begin Document excerpt

Grid-tied systems have the luxury of a free storage device, the electric grid. When arrays produce more power than they are consuming, a building’s electric metre spins backwards. In small-scale applications, the PV system simply slows the rotation of the metre, saving the owner money and reducing greenhouse gas emissions. Grid-tied systems also eliminate several components of stand-alone systems that reduce the overall efficiency and increase the cost.

Now that yearly AC power demand (kWh/yr) and the insolation of a location have been determined, the AC power rating (kW) of the grid-tied PV/ inverter system can be calculated. Insolation is given in units of kilowatt-hours per square metre per day (kWh/m2-d) and because the amount of energy that hits the earth’s surface from the sun is roughly 1 kW/m2, units of kWh/m2-d can be equated to hours of sunlight per day.  e.g.:  From the table above, Perth receives a yearly average of 6 kWh/m2-d. This is the same as saying it receives sunlight for 6 hours a day at 1kW/m2.

To find:             PAC (kW)

Equation:          PAC (kW) = Delec / (Iavg x 365 d/yr)

Where:             PAC = AC power of PV/ inverter system (kW)

                        Delec = electric demand of building (kWh/yr)

                        Iavg = average insolation of location (kWh/m2-d)

 

Photovoltaic modules operate at lower efficiencies as their temperatures increase. In sizing an array, we need to consider the effect temperature will have on the performance of the array. A list of average daily high temperatures for locations across Australia is located here.

To find:             Tcell

Equation:          Tcell = Tamb + [(NOCT - 20°) / 0.8] x S

Where:             Tcell = cell temperature (°C)

                         Tamb = ambient temperature (°C)

                         NOCT = Nominal Operating Cell Temperature, 45°C

                         0.8 = solar irradiance, 0.8 kW/m2

                         S = wind speed, 1 m/s

 

As the temperature of the cell increases beyond 25°C, the power produced by the cell drops by approximately 0.4% / °C.  An equation to determine the amount of power that is lost from an array using the location’s average daily high temperature appears thus:

To find:             Ploss

Equation:          Ploss = .004 x (Tcell - 25°)

end Document excerpt
begin Data extract

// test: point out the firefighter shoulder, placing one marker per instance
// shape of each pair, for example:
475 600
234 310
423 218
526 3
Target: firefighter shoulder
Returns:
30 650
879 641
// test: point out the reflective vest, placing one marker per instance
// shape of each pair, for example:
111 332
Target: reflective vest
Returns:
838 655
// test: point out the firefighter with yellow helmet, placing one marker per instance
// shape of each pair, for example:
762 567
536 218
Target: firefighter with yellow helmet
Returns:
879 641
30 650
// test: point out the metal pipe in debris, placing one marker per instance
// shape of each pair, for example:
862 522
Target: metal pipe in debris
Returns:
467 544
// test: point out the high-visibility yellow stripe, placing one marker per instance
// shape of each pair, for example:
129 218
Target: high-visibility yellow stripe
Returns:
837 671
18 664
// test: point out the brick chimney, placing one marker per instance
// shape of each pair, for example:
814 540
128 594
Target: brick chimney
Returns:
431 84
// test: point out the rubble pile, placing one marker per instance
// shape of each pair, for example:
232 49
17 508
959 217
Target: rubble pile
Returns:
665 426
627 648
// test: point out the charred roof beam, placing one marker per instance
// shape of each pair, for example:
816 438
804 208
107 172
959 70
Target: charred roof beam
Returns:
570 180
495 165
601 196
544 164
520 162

end Data extract
begin Data extract

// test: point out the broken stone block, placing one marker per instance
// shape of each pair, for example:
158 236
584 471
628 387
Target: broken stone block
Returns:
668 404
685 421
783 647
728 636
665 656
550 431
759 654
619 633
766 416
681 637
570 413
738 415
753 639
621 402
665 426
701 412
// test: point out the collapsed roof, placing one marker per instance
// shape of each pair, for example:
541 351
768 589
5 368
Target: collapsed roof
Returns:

end Data extract
begin Data extract

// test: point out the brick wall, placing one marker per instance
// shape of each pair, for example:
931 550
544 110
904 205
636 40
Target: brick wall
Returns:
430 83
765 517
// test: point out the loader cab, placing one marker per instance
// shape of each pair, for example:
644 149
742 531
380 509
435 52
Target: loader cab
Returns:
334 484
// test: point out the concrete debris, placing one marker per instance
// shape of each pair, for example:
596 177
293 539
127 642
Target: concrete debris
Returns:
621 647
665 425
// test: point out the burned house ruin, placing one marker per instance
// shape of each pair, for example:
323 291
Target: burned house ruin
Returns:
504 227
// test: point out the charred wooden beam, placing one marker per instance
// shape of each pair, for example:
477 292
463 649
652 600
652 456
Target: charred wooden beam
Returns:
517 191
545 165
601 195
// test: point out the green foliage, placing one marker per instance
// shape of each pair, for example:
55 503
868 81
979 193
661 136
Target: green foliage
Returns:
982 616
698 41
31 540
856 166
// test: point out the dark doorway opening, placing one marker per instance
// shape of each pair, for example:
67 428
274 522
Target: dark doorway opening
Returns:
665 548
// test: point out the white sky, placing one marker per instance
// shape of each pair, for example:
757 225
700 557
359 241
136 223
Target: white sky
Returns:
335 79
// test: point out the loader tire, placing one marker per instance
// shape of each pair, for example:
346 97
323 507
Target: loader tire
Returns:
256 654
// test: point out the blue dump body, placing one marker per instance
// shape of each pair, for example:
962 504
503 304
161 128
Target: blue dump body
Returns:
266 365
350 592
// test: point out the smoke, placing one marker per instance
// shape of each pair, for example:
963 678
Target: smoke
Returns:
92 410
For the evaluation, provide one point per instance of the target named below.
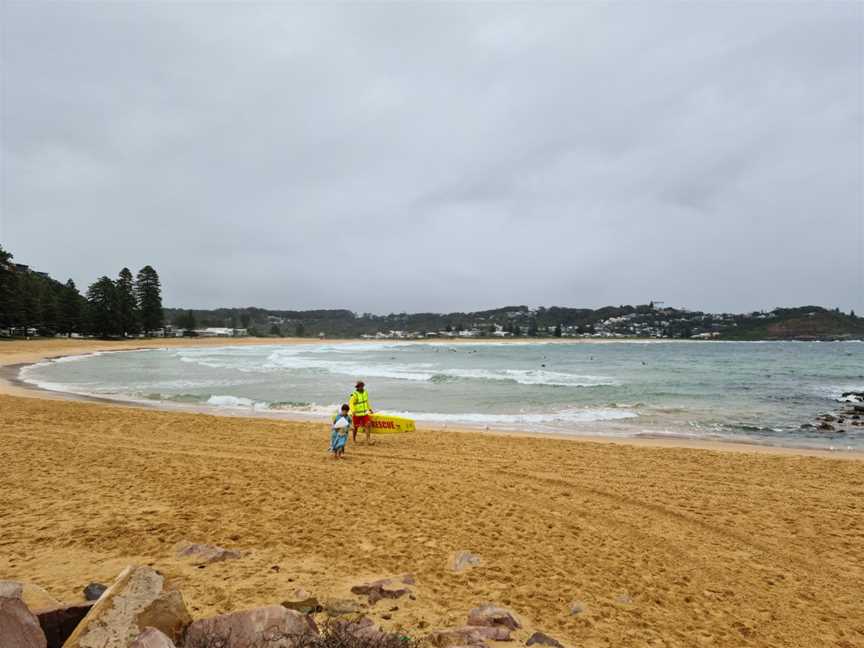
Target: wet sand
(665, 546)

end Data extract

● Given problem:
List every quantity that the photovoltaic sizing text gives a "To find:" line for, and say what each one stands for according to the text.

● The reply:
- PAC (kW): the AC power of the PV/inverter system.
- Tcell: the cell temperature, in °C.
- Ploss: the amount of power lost from an array, worked out from the location's average daily high temperature.